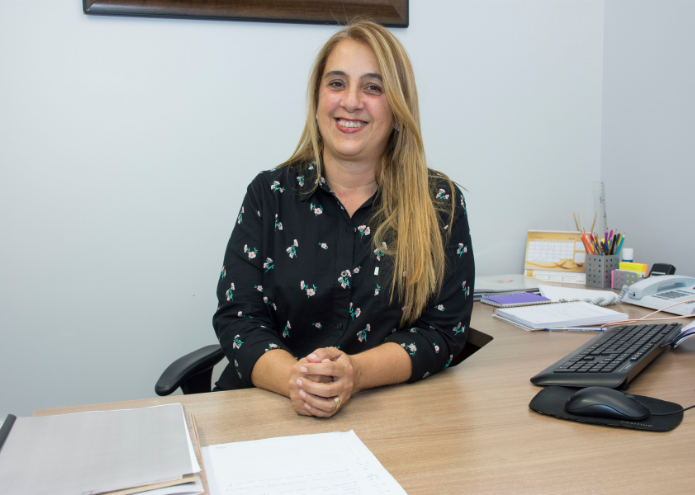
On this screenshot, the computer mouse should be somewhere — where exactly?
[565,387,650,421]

--- --- ---

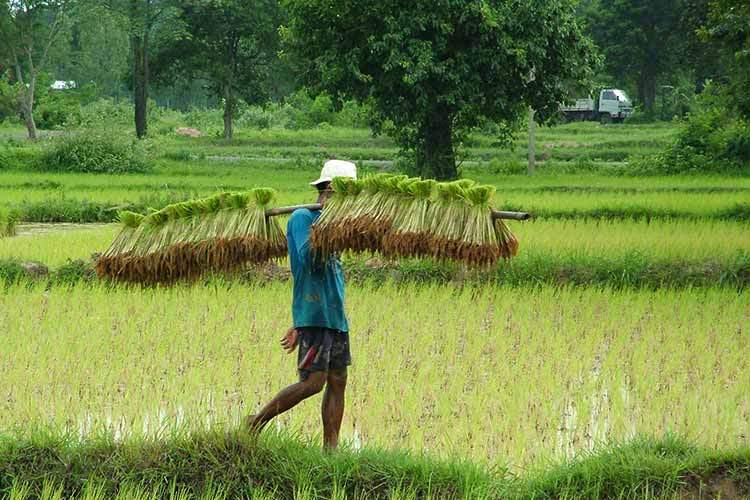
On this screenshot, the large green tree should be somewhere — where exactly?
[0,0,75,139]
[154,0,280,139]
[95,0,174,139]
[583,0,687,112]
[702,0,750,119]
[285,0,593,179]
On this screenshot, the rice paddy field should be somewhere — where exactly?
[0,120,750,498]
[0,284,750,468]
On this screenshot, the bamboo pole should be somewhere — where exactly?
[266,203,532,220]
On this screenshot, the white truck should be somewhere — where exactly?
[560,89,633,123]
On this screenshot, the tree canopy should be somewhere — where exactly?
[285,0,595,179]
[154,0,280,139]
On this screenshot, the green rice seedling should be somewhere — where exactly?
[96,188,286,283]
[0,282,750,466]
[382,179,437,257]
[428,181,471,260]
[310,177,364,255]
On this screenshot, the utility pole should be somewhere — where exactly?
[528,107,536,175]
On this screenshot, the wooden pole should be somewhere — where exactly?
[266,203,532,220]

--- --- ---

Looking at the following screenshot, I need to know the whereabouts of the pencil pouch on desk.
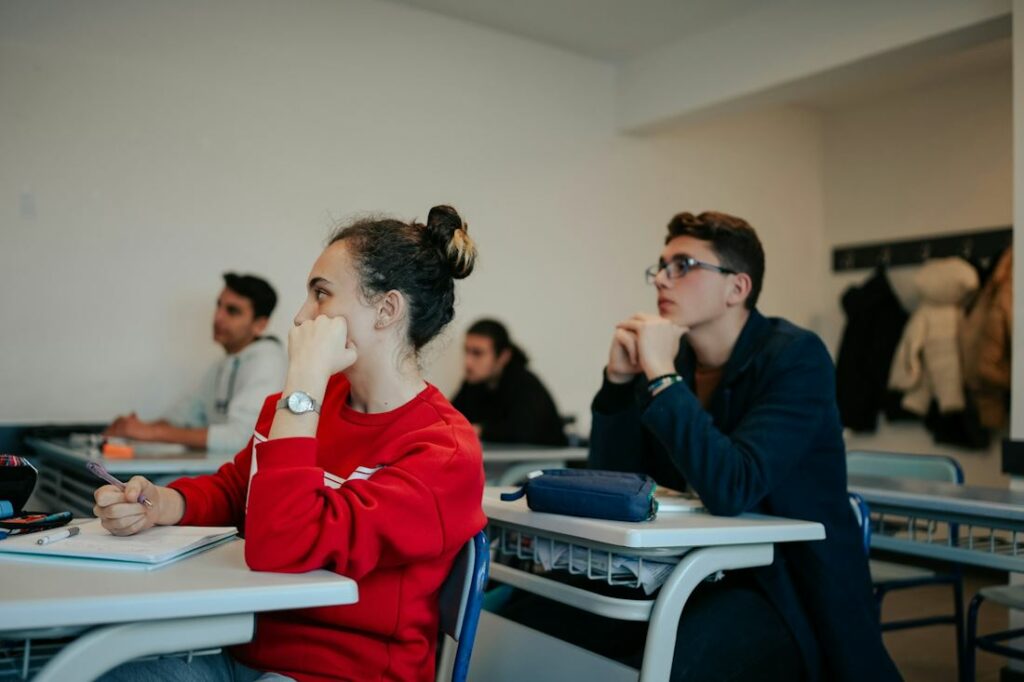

--- --- ---

#### Stated task:
Repeat the records verbatim, from the line with "On this screenshot, the rice" to the line with "[310,177,364,255]", both of those lines included.

#### Exercise response:
On this screenshot, the rice paddy field should be somewhere — where exactly?
[0,120,750,498]
[0,284,750,468]
On this screenshot, the bamboo pole should be somewhere — where exactly?
[266,203,532,220]
On this screenshot, the white truck should be somewhere — where exactly?
[560,89,633,123]
On this screenshot, the tree canopy should be somewhere — where exactly?
[285,0,595,179]
[154,0,280,139]
On this screenshot, the green rice seedling should be somewhere — where exactly?
[96,188,286,283]
[0,282,750,466]
[382,179,437,257]
[428,181,471,260]
[310,177,364,255]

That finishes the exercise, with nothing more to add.